▶ **CONSIGNE ÉCRITE 1**
Selon l'extrait sur l'approche par les capabilités, quel fonctionnement la possession d'une bicyclette permet-elle d'acquérir ?
▶ **CONSIGNE ÉCRITE 2**
Rédigez la suite de l'extrait sur l'approche par les capabilités, en reprenant après sa dernière phrase.

▶ **EXTRAIT FOURNI**
La valeur qu’un individu accordera à un bien ou à la possession d’un bien ne sera considérée que dans la mesure où ce bien permet de réaliser une chose à laquelle cet individu accorde de l’importance, c’est-à-dire à sa capabilité. Ainsi la possession d’une bicyclette n’at-elle de valeur pour un individu qu’à travers, par exemple, le fonctionnement de « mobilité » qu’elle lui permet d’acquérir. La possession d’une bicyclette par un individu ne donnera donc pas lieu à une évaluation monétaire en vue d’apprécier son niveau de vie mais sera, si la mobilité est importante aux yeux de cet individu, appréciée comme la réalisation d’un fonctionnement pertinent pour appréhender la qualité de vie de cet individu.
définition de la pauvreté en termes de capabilité
L’approche par les capabilités vise à offrir un cadre d’évaluation non seulement du bien-être individuel mais aussi de la qualité de vie des individus. Une personne peut en effet accorder de la valeur à la réalisation de certains éléments sans pour autant que ceux-ci améliorent son bien-être personnel. D’un point de vue éthique, l’individu peut être appréhendé sous l’angle de son action (il est alors analysé d’après son aptitude à concevoir des buts, des engagements ou des valeurs) ou de son bien-être. Pour Sen, si l’on pose comme hypothèse que les individus ne sont mus que par leur intérêt personnel, leurs doivent être entièrement consacrées à l’amélioration de leur bien-être. L’utilitarisme repose sur une telle hypothèse comportementale : en ce sens, le concept de capabilité offre une évaluation plus fine de la qualité de vie.

▶ **JEU DE LIGNES**
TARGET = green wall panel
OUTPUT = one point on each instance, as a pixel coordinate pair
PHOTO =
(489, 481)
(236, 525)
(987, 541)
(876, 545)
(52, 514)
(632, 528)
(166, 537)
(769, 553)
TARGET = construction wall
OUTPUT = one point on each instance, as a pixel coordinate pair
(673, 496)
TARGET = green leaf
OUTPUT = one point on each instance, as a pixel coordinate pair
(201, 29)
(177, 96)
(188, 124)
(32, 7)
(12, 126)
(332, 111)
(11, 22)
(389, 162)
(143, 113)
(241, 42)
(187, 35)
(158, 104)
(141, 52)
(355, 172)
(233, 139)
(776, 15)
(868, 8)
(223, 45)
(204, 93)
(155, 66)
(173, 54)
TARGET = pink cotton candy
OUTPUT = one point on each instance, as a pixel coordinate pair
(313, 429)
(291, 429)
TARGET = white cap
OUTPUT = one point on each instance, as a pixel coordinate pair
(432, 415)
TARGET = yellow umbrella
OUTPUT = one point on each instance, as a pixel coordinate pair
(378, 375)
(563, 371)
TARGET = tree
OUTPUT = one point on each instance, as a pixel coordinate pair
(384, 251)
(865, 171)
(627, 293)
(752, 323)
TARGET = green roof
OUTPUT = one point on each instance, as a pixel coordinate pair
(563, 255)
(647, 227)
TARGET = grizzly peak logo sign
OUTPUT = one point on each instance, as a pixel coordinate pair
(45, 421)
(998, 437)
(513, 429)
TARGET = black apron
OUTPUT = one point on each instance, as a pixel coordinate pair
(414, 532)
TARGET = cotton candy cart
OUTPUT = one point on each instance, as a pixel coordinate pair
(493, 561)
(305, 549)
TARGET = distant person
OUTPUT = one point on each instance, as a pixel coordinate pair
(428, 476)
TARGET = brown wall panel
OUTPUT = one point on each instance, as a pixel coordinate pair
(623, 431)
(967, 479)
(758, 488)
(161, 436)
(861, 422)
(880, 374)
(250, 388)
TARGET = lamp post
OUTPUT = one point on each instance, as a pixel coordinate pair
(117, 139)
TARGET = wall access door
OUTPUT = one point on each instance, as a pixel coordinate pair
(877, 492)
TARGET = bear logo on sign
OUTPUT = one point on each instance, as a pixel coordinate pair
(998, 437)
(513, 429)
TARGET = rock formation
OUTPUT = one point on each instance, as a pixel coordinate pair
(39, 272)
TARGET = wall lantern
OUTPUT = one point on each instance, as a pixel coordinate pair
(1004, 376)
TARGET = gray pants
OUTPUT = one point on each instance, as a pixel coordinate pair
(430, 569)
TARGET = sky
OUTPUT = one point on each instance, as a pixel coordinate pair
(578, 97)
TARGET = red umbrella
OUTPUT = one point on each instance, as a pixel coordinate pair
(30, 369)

▶ **RÉPONSE 1**
Le fonctionnement de « mobilité ».

▶ **RÉPONSE 2**
Indicateurs de la pauvreté multidimensionnelle
Définition
Il ne suffit pas de s’entendre sur la signification du terme “pauvreté“ pour enfin pouvoir identifier les pauvres. Il n’est pas sûr que ce nous voulions mesurer soit effectivement mesurable. En fait, ni le bien-être économique, ni la satisfaction des besoins, ni les capacités d’un individu ne sont directement observables. Dans ces conditions, le recours à des variables observables qui permettent d’inférer approximativement la réalité à laquelle nous référons par le terme pauvreté est nécessaire. Ces dites variables portent le nom d’indicateur. Un indicateur de pauvreté peut être défini comme suit:
Un variable “proxy“ mesurable et aussi près que possible d’une dimension particulière spécifiée dans l’espace de pauvreté. Des « proxy » sont requis parce qu’une dimension pure n’est soit pas directement observable, soit trop coûteuse à mesurer. Plus d’un indicateur peuvent être nécessaires pour décrire une dimension de la pauvreté. Deux exemples illustrent cette définition de l’indicateur.
Exemple 1 : lorsque la Dimension de la pauvreté est le revenu permanent d’un ménage, l’Indicateur est donc les dépenses totales annuelles d’un ménage .
Exemple 2 : si la Dimension de la pauvreté est : être adéquatement nourri. Alors, l’Indicateur est : consommation journalière de denrées de base comme le riz.
Dans l’exemple 1, un indicateur est requis car le revenu permanent n’est pas directement mesurable. Dans l’exemple 2, l’utilisation d’un indicateur peut se justifier par le coût très élevé de réaliser à grande échelle une enquête nutritionnelle détaillée.
Caractéristiques
Pour être utile à un cadre conceptuel centré sur la mesure de la pauvreté, la notion d’indicateur doit être développée autour d’une typologie des indicateurs de pauvreté, ce qui requiert l’attribution d’un ensemble de caractéristiques à chaque indicateur. Évidemment, plusieurs caractéristiques peuvent être considérées. Pour des visées opérationnelles, nous n’allons en retenir que quatre : le domaine, le niveau, la fréquence, le groupe d’âge et le sexe.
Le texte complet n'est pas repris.